The task:
Keep the images out while you set down the data exactly.
◆ ◆ ◆
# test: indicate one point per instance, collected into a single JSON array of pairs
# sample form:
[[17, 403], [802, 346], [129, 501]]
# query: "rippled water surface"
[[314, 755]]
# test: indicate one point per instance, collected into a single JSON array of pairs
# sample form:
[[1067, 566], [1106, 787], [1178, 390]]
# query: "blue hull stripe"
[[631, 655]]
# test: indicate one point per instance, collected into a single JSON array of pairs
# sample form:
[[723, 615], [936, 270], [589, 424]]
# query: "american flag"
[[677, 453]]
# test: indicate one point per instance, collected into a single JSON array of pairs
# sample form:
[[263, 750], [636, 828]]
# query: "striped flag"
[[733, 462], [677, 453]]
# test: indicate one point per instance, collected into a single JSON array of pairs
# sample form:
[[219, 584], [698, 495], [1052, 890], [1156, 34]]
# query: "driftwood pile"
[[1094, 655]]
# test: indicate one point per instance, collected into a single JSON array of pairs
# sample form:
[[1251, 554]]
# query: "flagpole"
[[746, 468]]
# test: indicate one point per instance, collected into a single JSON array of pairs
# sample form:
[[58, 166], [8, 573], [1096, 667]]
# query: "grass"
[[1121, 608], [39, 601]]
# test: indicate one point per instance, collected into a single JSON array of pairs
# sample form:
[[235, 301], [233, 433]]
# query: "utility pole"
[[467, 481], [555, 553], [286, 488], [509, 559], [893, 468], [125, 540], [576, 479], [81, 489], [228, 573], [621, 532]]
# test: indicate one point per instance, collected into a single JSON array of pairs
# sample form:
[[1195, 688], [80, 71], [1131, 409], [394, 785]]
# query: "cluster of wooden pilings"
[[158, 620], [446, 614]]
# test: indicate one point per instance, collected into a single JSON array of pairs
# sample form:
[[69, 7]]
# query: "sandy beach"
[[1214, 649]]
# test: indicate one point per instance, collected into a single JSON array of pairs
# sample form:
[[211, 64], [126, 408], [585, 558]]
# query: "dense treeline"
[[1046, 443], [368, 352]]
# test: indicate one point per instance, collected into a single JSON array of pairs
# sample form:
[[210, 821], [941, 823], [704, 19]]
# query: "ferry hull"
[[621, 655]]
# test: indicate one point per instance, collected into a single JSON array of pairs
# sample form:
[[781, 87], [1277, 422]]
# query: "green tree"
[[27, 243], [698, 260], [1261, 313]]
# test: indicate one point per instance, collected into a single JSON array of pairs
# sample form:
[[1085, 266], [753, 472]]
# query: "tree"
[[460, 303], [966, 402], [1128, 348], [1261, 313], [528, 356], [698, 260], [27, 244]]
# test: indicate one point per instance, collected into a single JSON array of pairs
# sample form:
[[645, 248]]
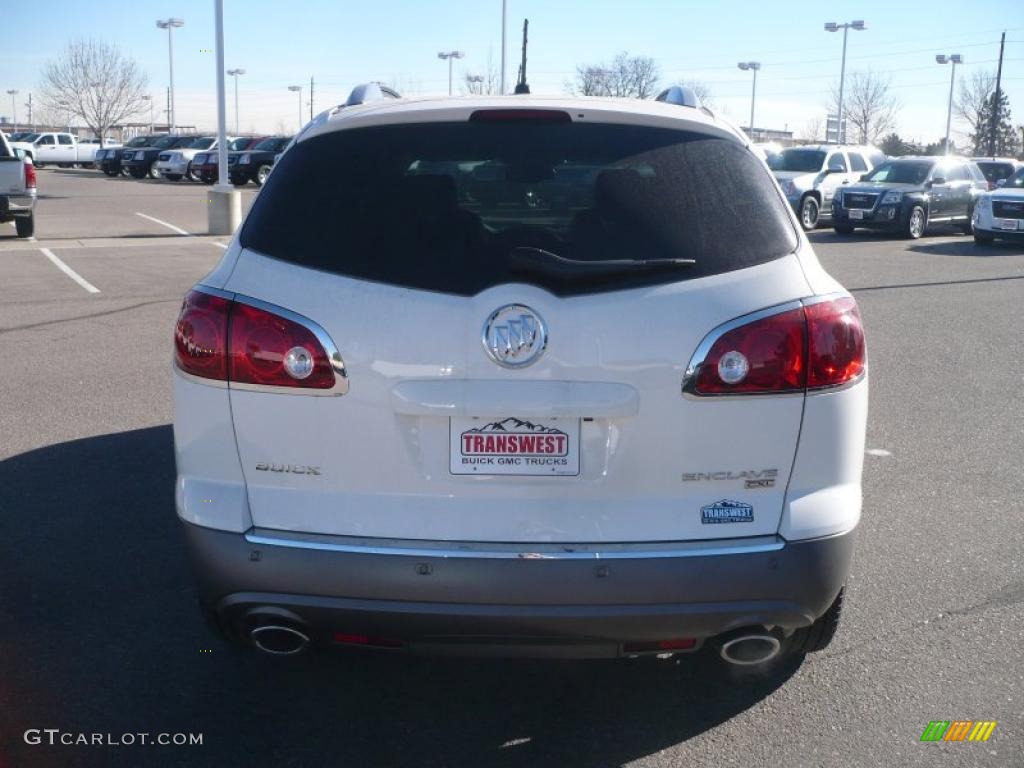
◆ ◆ ◆
Exercise response:
# test: indicate one point per instance, collected into a single JSON array of pairs
# sample form:
[[17, 403], [802, 346], [129, 501]]
# query: "rippled water surface"
[[314, 755]]
# test: indicate one point per instance, collected into a single JSON array of pairs
# sample form:
[[1067, 566], [1106, 787], [1178, 390]]
# query: "blue hull stripe"
[[631, 655]]
# test: indicate one point per instance, collected into a single JSON array of pairs
# sample form:
[[723, 615], [936, 270], [589, 424]]
# query: "american flag"
[[677, 453]]
# test: indicate one point per instance, collected into a single JSON array of pairs
# sample form:
[[263, 750], [636, 828]]
# query: "striped flag"
[[733, 462], [677, 453]]
# test: indicate one point per instance, collected into a single JSON array of pairs
# sample form:
[[219, 584], [698, 495], [1052, 890], [1156, 34]]
# query: "driftwood pile"
[[1094, 655]]
# test: indicate one point per instance, collected into a single JSON array of pairs
# sample form:
[[1251, 554]]
# query: "flagpole"
[[746, 468]]
# test: indicate one point per instance, collected into a single JSON array of pairs
# sample form:
[[58, 166], [8, 573], [1096, 667]]
# query: "grass"
[[1121, 608], [39, 601]]
# test: indicate one point per instance, collected into a single JSON array of pairs
# sample form:
[[235, 301], [233, 433]]
# query: "utility pole"
[[467, 481], [555, 553], [286, 488], [509, 559], [893, 468], [125, 540], [576, 479], [81, 489], [228, 573], [621, 532]]
# test: indicate one point per instance, collected into a single JSON array of pairs
# sample form:
[[1195, 688], [80, 71], [1131, 409], [394, 785]]
# query: "cluster of wooden pilings"
[[158, 620], [446, 614]]
# test: indicate one point per instance, collected into a single JSON array of pairs
# sample form:
[[69, 7]]
# query: "sandy beach"
[[1214, 649]]
# test: indicate one point per instance, collected into a single JSON array of pairs
# sample form:
[[211, 64], [126, 408], [585, 558]]
# query: "dense treeline"
[[1046, 443], [368, 352]]
# test: indicate one point per instance, collected into a single JSON array of pairs
# sample form:
[[210, 821], [941, 823], [704, 19]]
# query: "ferry hull"
[[621, 655]]
# test: indicate one point per instance, collected into a single JSON array of pairs
# sample form:
[[781, 87], [1277, 422]]
# query: "green tree"
[[27, 243], [698, 260], [1261, 313]]
# test: indicate one point per instance, collected into a single JSON array of pairs
# sample form:
[[1085, 266], [753, 472]]
# query: "tree"
[[460, 303], [966, 402], [1128, 348], [1261, 313], [528, 356], [698, 260], [27, 244]]
# test: indicate one point per instance, collected into a single JSON array of pairs
# sample form:
[[645, 248]]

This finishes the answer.